> Work to be completed: Extend the article below on whether Microsoft could reach a $1 trillion market cap, starting right after its last sentence.

> Excerpted text:
****************************************
Apple (NASDAQ:AAPL) and Amazon (NASDAQ:AMZN) both briefly became trillion dollar companies over the past year. However, neither company remained above that valuation, and analysts rushed to crown the next trillion dollar company.

One of the top candidates is Microsoft (NASDAQ:MSFT), which currently has a market cap of about $860 billion. Analysts at Wedbush Securities recently joined the bullish chorus, claiming that the growth of its cloud services would boost its market cap past the $1 trillion mark later this year. Could that actually happen, or are the analysts getting ahead of themselves?

Does a company's market cap matter?

A company's market cap, which is calculated by multiplying the number of outstanding shares by its price per share, is a poor way to value a company because it doesn't measure the value of those shares relative to its earnings.

For example, Apple traded at just 16 times forward earnings when it crossed the $1 trillion mark last August. Amazon's forward P/E was around 100 when it hit that mark the following month. In other words, if Apple and Amazon traded at the same P/E ratios, Apple's market cap would be much higher than Amazon's.
****************************************
> Data supplied:
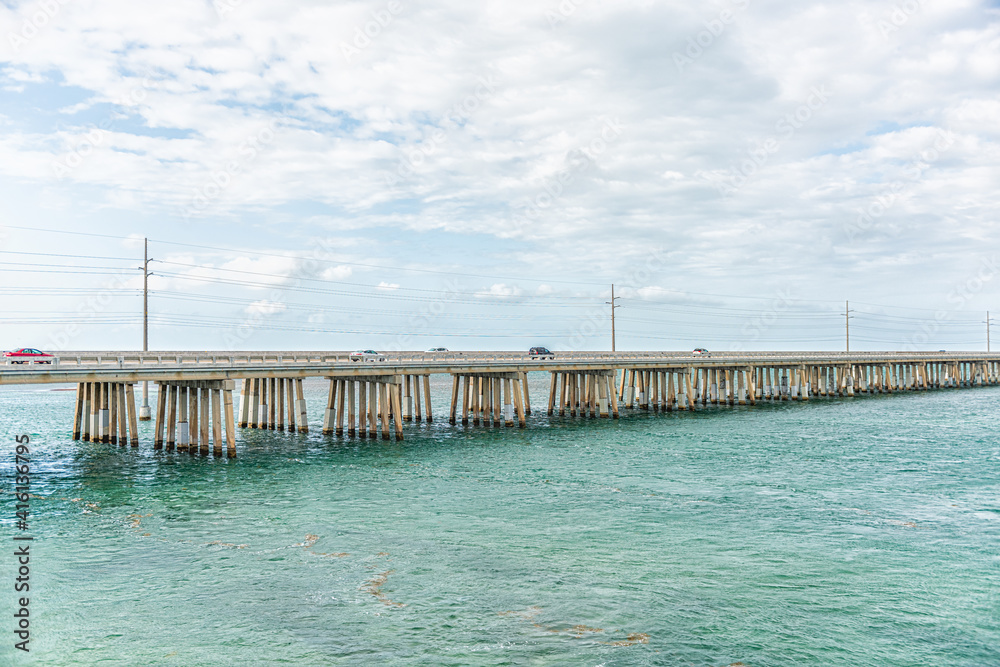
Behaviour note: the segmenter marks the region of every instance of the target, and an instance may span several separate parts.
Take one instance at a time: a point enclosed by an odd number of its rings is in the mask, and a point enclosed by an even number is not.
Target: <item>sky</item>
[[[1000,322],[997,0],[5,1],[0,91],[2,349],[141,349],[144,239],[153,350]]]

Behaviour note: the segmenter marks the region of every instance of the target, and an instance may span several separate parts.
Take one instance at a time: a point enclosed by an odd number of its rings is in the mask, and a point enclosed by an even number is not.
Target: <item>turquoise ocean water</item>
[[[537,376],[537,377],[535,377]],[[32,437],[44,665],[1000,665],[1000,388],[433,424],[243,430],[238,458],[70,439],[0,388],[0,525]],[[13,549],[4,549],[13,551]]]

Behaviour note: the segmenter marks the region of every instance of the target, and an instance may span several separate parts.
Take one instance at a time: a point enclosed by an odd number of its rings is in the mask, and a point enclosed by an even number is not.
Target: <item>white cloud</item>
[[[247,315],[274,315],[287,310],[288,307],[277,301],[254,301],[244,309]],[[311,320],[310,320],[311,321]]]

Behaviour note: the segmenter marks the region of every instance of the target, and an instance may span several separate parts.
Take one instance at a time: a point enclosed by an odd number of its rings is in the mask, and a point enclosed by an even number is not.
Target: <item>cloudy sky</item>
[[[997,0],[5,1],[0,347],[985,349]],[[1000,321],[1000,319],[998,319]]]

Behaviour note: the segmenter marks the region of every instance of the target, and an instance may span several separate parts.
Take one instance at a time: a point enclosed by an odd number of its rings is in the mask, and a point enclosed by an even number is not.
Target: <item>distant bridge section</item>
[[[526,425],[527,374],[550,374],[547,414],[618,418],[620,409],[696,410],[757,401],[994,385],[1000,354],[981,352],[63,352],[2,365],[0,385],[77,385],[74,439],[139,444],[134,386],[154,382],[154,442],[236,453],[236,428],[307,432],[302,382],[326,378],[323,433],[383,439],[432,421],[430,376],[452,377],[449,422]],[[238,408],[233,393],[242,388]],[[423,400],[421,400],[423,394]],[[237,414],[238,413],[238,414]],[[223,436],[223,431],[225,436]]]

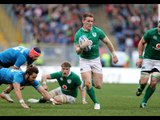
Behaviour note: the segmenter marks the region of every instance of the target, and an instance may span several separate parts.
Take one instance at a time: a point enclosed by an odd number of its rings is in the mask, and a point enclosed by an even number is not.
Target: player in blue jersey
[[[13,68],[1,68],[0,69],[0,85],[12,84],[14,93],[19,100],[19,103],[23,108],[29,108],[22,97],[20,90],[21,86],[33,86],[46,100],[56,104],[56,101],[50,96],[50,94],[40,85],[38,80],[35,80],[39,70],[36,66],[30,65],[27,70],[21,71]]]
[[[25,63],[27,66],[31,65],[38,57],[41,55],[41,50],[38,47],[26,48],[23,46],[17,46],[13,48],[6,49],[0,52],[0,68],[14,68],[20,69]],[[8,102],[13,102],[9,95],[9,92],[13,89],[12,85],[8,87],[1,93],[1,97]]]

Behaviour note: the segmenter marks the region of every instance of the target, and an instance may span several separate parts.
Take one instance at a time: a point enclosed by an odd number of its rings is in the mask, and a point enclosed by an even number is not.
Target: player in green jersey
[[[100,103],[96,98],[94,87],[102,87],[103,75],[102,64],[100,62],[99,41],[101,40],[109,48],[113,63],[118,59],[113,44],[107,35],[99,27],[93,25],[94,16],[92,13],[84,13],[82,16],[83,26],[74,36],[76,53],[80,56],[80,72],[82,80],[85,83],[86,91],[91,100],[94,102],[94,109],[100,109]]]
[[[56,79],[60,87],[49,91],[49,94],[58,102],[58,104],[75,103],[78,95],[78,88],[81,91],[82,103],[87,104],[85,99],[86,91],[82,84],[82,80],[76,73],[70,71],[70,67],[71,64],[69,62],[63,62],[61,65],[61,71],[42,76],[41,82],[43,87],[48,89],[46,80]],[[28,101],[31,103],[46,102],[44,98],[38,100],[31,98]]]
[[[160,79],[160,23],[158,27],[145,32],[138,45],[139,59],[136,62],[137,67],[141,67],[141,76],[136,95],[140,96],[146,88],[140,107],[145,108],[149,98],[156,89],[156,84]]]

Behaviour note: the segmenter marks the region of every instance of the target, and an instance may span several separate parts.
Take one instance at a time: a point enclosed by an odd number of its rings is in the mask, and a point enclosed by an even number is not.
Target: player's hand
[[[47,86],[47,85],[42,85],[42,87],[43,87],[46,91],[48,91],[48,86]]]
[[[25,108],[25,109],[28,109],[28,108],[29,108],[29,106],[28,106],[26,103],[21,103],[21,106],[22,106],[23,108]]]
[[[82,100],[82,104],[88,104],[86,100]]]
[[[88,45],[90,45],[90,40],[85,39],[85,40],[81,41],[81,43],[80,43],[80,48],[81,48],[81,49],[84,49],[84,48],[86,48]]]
****************************************
> Reply to the exercise:
However, stocks also have higher P/E ratios because investors are willing to pay more for future earnings growth. Stocks ideally have a P/E ratio that's lower than their projected earnings growth rate. Here's how Apple, Amazon, and Microsoft's forward earnings growth rates currently compare to their forward P/E ratios:

Capture Source: Yahoo finance, Feb. 27. Photo: The Motley Fool

Based on this chart, shares of Apple and Amazon are cheaper relative to their earnings growth potential than Microsoft's stock -- which raises concerns with Wall Street's predictions that Microsoft will be the next trillion dollar stock.

Why Microsoft probably can't hit $1 trillion this year

To hit a market cap of $1 trillion, Microsoft's stock needs to rally 16% to about $130, assuming that its share count remains roughly the same. That would boost its forward P/E to 26, which would be double its projected earnings growth rate for the year.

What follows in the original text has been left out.